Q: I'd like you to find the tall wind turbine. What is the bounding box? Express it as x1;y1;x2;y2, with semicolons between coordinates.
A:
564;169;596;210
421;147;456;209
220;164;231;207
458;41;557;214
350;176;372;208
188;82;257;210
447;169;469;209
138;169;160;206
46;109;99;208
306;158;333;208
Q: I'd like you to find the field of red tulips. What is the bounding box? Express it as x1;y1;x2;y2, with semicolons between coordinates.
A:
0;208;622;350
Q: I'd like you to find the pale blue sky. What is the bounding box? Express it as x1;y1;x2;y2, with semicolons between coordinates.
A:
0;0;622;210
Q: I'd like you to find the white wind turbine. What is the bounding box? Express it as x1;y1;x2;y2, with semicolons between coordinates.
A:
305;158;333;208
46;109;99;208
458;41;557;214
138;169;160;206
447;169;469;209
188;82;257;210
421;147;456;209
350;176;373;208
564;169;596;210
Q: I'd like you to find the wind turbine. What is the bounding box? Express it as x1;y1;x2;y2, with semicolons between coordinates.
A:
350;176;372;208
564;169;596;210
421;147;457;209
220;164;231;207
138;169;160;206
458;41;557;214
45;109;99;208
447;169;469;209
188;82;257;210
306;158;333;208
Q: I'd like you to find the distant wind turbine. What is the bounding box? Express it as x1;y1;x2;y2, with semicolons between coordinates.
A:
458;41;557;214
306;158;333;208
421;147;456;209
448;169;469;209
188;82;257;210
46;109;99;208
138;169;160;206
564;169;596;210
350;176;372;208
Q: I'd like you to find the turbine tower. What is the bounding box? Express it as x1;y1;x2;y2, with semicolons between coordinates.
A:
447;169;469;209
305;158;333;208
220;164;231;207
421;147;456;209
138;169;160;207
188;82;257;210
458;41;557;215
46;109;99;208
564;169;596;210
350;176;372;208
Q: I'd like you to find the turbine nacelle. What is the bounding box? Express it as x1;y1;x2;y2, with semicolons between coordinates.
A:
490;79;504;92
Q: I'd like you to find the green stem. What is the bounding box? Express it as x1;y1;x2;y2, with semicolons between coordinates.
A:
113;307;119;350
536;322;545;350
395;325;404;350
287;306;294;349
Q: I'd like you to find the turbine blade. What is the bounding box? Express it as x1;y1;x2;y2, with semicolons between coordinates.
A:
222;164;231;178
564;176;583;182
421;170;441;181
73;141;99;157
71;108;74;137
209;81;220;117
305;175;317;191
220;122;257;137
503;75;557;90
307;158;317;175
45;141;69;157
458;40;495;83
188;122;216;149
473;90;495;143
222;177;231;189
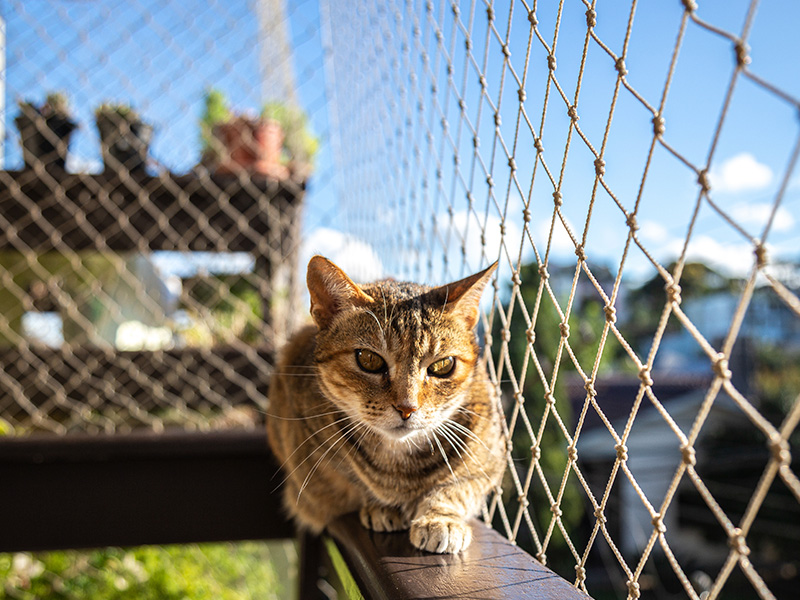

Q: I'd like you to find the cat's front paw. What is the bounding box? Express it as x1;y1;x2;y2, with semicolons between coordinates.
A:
411;515;472;554
358;505;410;531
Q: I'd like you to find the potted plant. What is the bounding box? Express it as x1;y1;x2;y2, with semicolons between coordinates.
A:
200;90;316;179
261;102;319;180
94;102;153;173
14;93;78;171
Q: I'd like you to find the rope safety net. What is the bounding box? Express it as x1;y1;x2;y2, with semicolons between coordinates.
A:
0;0;800;598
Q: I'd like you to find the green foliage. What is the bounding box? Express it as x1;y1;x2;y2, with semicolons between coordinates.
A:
0;542;291;600
200;89;233;149
261;102;319;165
94;102;139;123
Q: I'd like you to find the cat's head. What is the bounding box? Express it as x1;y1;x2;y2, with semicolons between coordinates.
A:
307;256;497;440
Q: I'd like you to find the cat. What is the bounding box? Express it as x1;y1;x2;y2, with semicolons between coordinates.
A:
267;256;506;553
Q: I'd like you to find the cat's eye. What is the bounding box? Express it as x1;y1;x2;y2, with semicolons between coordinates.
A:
356;348;386;373
428;356;456;377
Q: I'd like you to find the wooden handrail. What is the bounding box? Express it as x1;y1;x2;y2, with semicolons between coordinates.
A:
329;515;589;600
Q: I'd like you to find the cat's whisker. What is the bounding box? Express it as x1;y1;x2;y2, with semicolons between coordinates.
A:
436;423;474;477
442;419;492;481
259;409;342;421
297;422;361;503
422;429;436;454
431;429;458;483
272;415;352;493
446;419;489;450
456;406;487;420
328;423;370;470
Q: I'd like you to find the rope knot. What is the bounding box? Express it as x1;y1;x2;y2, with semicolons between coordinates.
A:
681;444;697;467
567;104;580;123
539;265;550;279
712;352;731;379
594;158;606;177
664;283;681;304
522;208;531;223
728;527;750;556
594;506;608;524
697;169;711;194
733;40;750;68
769;437;792;467
614;444;628;462
603;304;617;323
653;115;667;137
531;444;542;460
567;444;578;462
755;244;769;269
575;565;586;581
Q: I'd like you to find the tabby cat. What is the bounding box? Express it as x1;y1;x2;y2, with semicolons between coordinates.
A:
267;256;505;553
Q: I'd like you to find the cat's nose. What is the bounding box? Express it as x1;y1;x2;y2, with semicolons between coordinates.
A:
392;402;417;421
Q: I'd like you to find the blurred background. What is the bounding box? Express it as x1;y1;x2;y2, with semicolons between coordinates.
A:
0;0;800;599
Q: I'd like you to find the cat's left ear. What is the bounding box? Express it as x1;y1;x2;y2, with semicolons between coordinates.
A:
306;256;374;329
433;262;497;329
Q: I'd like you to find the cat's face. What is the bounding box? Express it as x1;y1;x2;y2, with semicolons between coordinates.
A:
309;257;494;440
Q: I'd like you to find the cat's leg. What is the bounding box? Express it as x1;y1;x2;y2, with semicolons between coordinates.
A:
358;504;411;531
410;480;486;554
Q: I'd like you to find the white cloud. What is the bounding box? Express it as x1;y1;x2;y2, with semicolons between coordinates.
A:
659;235;755;277
730;202;795;231
299;227;384;283
709;152;772;193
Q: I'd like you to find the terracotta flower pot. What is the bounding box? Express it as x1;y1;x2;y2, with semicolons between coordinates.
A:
213;117;289;179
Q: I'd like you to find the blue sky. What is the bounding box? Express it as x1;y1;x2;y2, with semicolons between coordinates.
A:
2;0;800;288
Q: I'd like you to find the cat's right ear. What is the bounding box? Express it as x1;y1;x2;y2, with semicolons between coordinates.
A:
306;256;374;329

※

▶ [What you need to do]: Go through all the items above and swap "bounding box" for "enclosing rectangle" wherever it appears, leaving everything else the same. Leave the pictures out of your answer.

▶ [The result]:
Q: I'd like you to find the tall wind turbine. What is the enclosing rectangle? Express it as x1;y1;x2;y2, with semicolons between coordinates.
A:
564;169;596;210
421;147;456;209
220;164;231;207
458;41;557;214
350;176;372;208
188;82;257;210
447;169;469;209
138;169;160;206
46;109;99;208
306;158;333;208
Q: I'd like you to find the field of red tulips. What is the enclosing rectangle? Express it as x1;y1;x2;y2, with semicolons between coordinates.
A:
0;208;622;350
Q: I'd like you to find the pale blue sky. What is the enclosing rectangle? Express it as x1;y1;x2;y2, with semicolons between coordinates.
A:
0;0;622;210
Q: I'd like you to find the white wind turbine. What is the enclosing rectangle? Express it as x1;y1;x2;y2, with semicolons between coordinates.
A:
305;158;333;208
46;109;99;208
458;41;557;214
138;169;160;206
447;169;469;209
188;82;257;210
421;147;456;209
350;176;373;208
564;169;596;210
Q: I'd like you to find the wind turbine. What is the enclosing rectangle? Express it as x1;y1;x2;y2, with semicolons between coordinates.
A:
350;176;372;208
564;169;596;210
421;147;457;209
220;164;231;207
138;169;160;206
458;41;557;214
45;109;99;208
447;169;469;209
188;82;257;210
306;158;333;208
Q: I'd like you to find the distant wind turbine. What is the enclosing rectangle? Express it as x1;y1;x2;y2, with semicolons between coordinates.
A:
458;41;557;214
306;158;333;208
421;147;456;209
448;169;469;209
188;82;257;210
46;109;99;208
138;169;160;206
564;169;596;210
350;176;372;208
Q: I'd like you to find the turbine tower. What is the enclosing rectangle? Express it as x1;y1;x2;y2, with semicolons between coordinates.
A:
447;169;469;209
305;158;333;208
220;164;231;207
421;147;456;209
138;169;160;207
188;82;257;210
458;41;557;215
46;109;99;208
564;169;596;210
350;176;372;208
Q: I'd like you to find the turbine nacelle. What is the enclosing rectangle? Express it as x1;y1;x2;y2, with semicolons between coordinates.
A:
490;79;504;92
Q: I'd like you to find the green stem. What is the enclosing rectangle? Express it as x1;y1;x2;y2, with semicolons between coordinates.
A:
113;307;119;350
536;322;545;350
395;325;404;350
287;306;294;349
Q: I'd like you to find the turbine blade. What is the enclosing rectangle? Express it as x1;y1;x2;y2, with semicolons between coordinates.
A:
222;164;231;178
564;176;583;182
421;170;441;181
73;141;99;157
71;108;74;137
209;81;220;117
305;175;317;191
220;122;257;137
503;75;557;90
307;158;317;175
45;141;69;157
458;40;495;83
188;122;216;149
473;90;495;143
222;177;231;189

Q: I'd like you to find the cat's front paw. What is the enclosing rectangle? Express it as x1;y1;x2;y2, with semicolons between coordinates.
A:
411;515;472;554
358;505;410;531
Q: I'd like you to find the potted plant. What is the enclosing rectangle? Express it as x1;y1;x2;y2, with semicolons between coordinates.
A:
200;90;316;179
261;102;319;180
94;102;153;173
14;93;78;171
Q: I'd like you to find the rope safety net. What is the enclosing rectangle? Express it as x1;y1;x2;y2, with semicolons between coordinates.
A:
0;0;800;598
Q: I'd like you to find the green foliage. What is the enclosing rectangle? Express it as x1;y1;x2;y2, with semicolons between coordinates.
A:
0;542;291;600
200;89;233;149
261;102;319;165
94;102;139;123
Q: I'd like you to find the cat's head. What is the enclosing rectangle? Express it as x1;y1;x2;y2, with semicolons between coordinates.
A:
307;256;497;440
Q: I'd like you to find the cat. What is the enclosing rectangle? Express it as x1;y1;x2;y2, with semicolons between coordinates.
A:
267;256;506;553
Q: I'd like you to find the cat's eye. What is the enclosing rectangle? Express it as x1;y1;x2;y2, with semicolons between coordinates.
A:
356;348;386;373
428;356;456;377
Q: I'd like you to find the wooden handrail. What is the enclosing rectangle? Express it as x1;y1;x2;y2, with semicolons between coordinates.
A:
329;515;589;600
Q: I'd like you to find the cat's whisker. What is the enclosing rectangle? Express it as x1;y1;x2;y2, with semicolons between coordinates.
A:
436;423;474;477
442;419;492;481
259;409;342;421
297;422;361;503
422;429;436;454
431;429;458;483
272;415;352;493
446;419;489;450
456;406;487;420
328;423;370;470
Q: I'd like you to find the rope knot. What is the enclosing rectangle? Express it as x1;y1;x2;y2, with semicolons between coordinates.
A:
681;444;697;467
567;104;580;123
539;265;550;279
712;352;731;379
594;158;606;177
664;283;681;304
522;208;531;223
728;527;750;556
594;506;608;524
697;169;711;194
733;40;750;68
769;437;792;467
614;444;628;462
603;304;617;323
653;115;667;137
531;444;542;460
567;444;578;462
755;244;769;269
575;565;586;581
Q: I'd like you to find the tabby cat. What is the enclosing rectangle? Express it as x1;y1;x2;y2, with semicolons between coordinates.
A:
267;256;505;553
Q: I'd like you to find the cat's nose. What is the enclosing rectangle? Express it as x1;y1;x2;y2, with semicolons between coordinates.
A:
392;402;417;421
Q: I'd like you to find the blurred background. What is the enclosing rectangle? Express it as x1;y1;x2;y2, with semicolons between coordinates.
A:
0;0;800;599
Q: I'd like you to find the cat's left ear. What is the enclosing rectangle? Express it as x1;y1;x2;y2, with semicolons between coordinates.
A:
306;256;374;329
433;262;497;329
Q: I'd like you to find the cat's face. What is the enclosing rectangle? Express it as x1;y1;x2;y2, with semicolons between coordinates.
A:
309;257;494;440
Q: I'd like you to find the cat's leg. What is the enclosing rectangle? Express it as x1;y1;x2;y2, with semicolons between coordinates.
A:
358;504;411;531
410;480;486;554
Q: I'd like you to find the white cloud. What is the enclosing rectangle? Express it as x1;y1;x2;y2, with semicolons between coordinates.
A:
659;235;755;277
730;202;795;231
299;227;384;283
709;152;772;193
Q: I'd like you to find the terracotta flower pot. What is the enclosing rectangle? Express it as x1;y1;x2;y2, with semicolons between coordinates.
A:
213;117;289;179
Q: I'd like you to find the blue sky. What is the enclosing rectangle? Express it as x1;y1;x2;y2, with semicolons between coordinates.
A:
2;0;800;288
Q: I'd like you to find the cat's right ear. What is the enclosing rectangle? Express it as x1;y1;x2;y2, with semicolons between coordinates.
A:
306;256;374;329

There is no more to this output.